Task instructions: Can you render the lines from the start of the records to the line with "164], [53, 166]]" as a Markdown table with the columns Row and Line, leaving out blank lines?
• • • • •
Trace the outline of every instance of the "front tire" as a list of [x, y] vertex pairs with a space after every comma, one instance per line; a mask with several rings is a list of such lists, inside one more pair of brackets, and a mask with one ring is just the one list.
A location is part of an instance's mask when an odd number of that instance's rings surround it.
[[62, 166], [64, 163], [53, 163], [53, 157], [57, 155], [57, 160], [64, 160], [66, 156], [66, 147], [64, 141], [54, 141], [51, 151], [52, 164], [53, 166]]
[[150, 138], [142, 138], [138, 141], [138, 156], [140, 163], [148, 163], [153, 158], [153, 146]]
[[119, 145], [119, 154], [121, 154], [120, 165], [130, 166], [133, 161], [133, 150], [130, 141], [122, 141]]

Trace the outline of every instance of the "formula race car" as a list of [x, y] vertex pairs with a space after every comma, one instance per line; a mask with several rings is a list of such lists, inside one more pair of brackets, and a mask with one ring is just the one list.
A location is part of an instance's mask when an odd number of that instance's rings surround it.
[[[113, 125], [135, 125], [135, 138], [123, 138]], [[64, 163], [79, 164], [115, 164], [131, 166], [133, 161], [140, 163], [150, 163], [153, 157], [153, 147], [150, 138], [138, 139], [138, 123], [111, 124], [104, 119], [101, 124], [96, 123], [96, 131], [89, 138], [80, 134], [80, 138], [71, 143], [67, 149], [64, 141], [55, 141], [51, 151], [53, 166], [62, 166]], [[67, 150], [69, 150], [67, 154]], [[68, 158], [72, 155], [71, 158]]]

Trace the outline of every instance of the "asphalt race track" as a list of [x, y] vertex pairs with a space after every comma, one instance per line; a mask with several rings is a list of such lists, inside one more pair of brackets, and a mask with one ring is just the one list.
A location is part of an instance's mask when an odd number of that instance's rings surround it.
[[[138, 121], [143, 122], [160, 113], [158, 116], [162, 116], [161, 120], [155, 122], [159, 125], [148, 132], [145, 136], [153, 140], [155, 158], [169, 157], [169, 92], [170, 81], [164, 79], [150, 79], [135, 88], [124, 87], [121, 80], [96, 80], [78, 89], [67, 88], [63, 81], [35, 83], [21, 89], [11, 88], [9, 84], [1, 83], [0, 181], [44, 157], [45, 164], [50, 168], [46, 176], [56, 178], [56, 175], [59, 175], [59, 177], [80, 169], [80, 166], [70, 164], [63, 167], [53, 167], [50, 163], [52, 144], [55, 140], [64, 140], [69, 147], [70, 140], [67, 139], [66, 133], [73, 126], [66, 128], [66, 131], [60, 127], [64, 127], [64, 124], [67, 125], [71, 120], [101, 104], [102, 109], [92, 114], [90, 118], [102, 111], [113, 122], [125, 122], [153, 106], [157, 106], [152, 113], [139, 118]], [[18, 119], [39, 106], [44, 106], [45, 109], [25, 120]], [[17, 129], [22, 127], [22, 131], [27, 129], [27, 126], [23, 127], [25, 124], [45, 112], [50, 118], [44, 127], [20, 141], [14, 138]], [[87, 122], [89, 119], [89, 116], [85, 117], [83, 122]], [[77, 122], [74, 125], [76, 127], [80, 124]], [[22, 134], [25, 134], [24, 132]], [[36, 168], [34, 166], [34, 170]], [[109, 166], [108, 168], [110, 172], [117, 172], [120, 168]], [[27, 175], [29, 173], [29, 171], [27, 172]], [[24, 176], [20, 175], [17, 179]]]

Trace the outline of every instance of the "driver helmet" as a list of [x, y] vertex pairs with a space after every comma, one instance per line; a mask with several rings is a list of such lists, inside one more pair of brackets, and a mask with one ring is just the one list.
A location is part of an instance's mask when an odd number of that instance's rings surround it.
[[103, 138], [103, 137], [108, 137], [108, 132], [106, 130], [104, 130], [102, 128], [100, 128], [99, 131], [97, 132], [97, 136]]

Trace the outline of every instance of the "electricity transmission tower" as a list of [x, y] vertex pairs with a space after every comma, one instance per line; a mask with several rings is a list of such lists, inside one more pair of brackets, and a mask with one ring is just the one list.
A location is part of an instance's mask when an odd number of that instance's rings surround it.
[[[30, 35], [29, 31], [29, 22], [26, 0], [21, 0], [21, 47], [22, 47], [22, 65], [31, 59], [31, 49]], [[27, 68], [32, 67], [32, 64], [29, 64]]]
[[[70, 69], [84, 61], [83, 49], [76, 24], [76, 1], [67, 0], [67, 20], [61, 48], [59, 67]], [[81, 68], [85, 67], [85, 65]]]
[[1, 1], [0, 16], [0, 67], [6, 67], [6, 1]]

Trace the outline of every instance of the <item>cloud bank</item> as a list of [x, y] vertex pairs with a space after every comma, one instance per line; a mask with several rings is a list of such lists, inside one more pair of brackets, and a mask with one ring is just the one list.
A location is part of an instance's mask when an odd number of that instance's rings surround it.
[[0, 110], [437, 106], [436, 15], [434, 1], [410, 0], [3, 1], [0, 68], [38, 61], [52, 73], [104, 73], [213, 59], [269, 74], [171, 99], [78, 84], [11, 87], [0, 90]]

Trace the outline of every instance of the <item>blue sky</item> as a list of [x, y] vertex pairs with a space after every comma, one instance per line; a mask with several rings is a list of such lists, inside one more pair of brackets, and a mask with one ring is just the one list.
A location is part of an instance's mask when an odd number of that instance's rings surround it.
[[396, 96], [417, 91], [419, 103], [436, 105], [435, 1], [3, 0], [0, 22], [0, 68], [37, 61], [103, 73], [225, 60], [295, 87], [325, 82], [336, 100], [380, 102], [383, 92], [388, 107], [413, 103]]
• • • • •
Correct result:
| Row | Line |
|---|---|
| 1 | Trace the outline of every instance of the "front tire" as a list of [x, y] vertex pairs with a space after every comma, one instance per line; a mask with several rings is a list of such lists, inside one more pair of brackets, and a mask with one ring is just the one list. |
| 2 | A location is part of an instance's mask when an odd number of that instance's rings surround it. |
| 3 | [[62, 166], [64, 163], [53, 163], [53, 157], [57, 155], [57, 160], [64, 160], [66, 156], [66, 147], [64, 141], [54, 141], [51, 151], [52, 164], [53, 166]] |